Privacy Corner: ICO Court Loss, EDPB Rulings, CJEU Decisions and Privado’s CoE Launch

Privacy Corner: ICO Court Loss, EDPB Rulings, CJEU Decisions and Privado’s CoE Launch

Privacy Corner Newsletter: October 10, 2024

By Robert Bateman and Privado.ai

In this edition of the Privacy Corner Newsletter:

  • The ICO loses in court (again): Are credit card numbers personal data?
  • The EDPB provides an opinion on processors, sub-processors, sub-sub-processors, etc.
  • The CJEU decides: Can a purely commercial interest be a legitimate interest?
  • What we’re reading: Recommended privacy content for the week.




Before we begin…

Privado.ai is excited to announce that Nishant Bhajaria, who has led privacy engineering teams at Meta, Google, Netflix, Uber, and Nike, has joined Privado to form its new Privacy Engineering Center of Excellence (CoE).

▶ **Work required**
Print the Privacy Corner newsletter excerpt in full, word for word. The lines that follow the newsletter excerpt are drawn from a separate source.

(Dataset excerpts on pointing to objects)
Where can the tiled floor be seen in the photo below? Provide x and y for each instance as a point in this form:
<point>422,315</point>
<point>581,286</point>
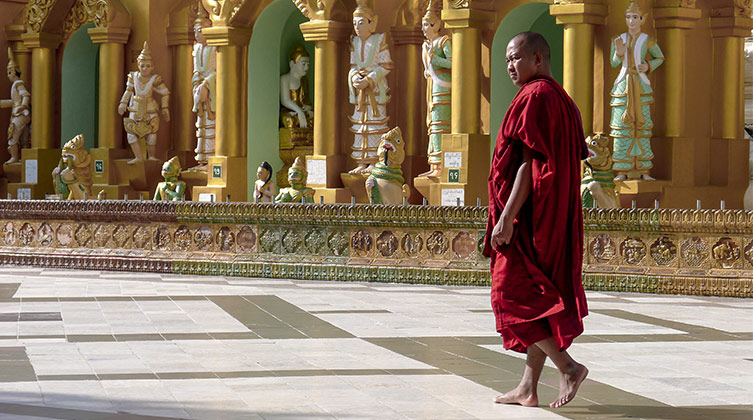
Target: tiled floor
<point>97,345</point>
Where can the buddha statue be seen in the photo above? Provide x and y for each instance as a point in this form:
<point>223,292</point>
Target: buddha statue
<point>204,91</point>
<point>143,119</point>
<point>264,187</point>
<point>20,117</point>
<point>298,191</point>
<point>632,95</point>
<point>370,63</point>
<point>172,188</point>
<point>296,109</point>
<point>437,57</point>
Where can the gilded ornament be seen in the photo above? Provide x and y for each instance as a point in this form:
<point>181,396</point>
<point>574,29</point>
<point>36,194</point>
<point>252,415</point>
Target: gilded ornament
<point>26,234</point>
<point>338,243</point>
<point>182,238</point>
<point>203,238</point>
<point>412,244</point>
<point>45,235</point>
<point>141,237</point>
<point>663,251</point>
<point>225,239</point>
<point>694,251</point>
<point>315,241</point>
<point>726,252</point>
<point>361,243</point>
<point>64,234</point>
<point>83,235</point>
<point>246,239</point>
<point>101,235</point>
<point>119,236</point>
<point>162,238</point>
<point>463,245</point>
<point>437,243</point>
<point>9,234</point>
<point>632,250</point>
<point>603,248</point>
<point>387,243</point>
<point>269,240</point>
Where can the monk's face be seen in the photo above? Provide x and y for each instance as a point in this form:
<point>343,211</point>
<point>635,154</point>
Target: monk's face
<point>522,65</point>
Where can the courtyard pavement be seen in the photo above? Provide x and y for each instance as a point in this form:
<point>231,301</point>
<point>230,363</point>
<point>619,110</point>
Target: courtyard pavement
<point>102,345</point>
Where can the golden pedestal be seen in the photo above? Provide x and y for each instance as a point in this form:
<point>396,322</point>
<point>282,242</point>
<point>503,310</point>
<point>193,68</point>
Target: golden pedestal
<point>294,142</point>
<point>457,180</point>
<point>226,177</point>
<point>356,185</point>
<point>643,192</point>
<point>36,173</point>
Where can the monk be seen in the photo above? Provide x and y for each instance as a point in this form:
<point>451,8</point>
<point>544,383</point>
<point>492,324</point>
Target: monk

▶ **Solution to this task**
Privacy Corner: ICO Court Loss, EDPB Rulings, CJEU Decisions and Privado’s CoE Launch

Privacy Corner: ICO Court Loss, EDPB Rulings, CJEU Decisions and Privado’s CoE Launch

Privacy Corner Newsletter: October 10, 2024

By Robert Bateman and Privado.ai

In this edition of the Privacy Corner Newsletter:

  • The ICO loses in court (again): Are credit card numbers personal data?
  • The EDPB provides an opinion on processors, sub-processors, sub-sub-processors, etc.
  • The CJEU decides: Can a purely commercial interest be a legitimate interest?
  • What we’re reading: Recommended privacy content for the week.




Before we begin…

Privado.ai is excited to announce that Nishant Bhajaria, who has led privacy engineering teams at Meta, Google, Netflix, Uber, and Nike, has joined Privado to form its new Privacy Engineering Center of Excellence (CoE).